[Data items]
+--
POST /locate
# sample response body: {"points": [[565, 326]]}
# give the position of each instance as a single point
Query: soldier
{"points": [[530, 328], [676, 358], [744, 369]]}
+--
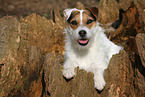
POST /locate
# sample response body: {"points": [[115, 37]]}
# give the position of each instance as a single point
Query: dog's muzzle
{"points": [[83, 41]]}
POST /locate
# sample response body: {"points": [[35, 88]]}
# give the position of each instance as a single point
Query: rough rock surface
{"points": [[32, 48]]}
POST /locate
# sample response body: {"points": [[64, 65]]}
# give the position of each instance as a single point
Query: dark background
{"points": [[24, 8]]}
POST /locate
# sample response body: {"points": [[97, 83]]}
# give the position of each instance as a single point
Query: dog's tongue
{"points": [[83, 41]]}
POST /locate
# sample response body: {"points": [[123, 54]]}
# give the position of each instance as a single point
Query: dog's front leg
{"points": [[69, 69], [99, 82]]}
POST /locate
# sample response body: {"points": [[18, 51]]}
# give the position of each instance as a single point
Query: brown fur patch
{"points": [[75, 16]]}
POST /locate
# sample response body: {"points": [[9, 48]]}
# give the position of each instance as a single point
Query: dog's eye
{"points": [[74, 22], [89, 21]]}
+--
REQUIREMENT: How many of the lines above contain the word "response"? Reply with the number alone.

THE RESULT: 8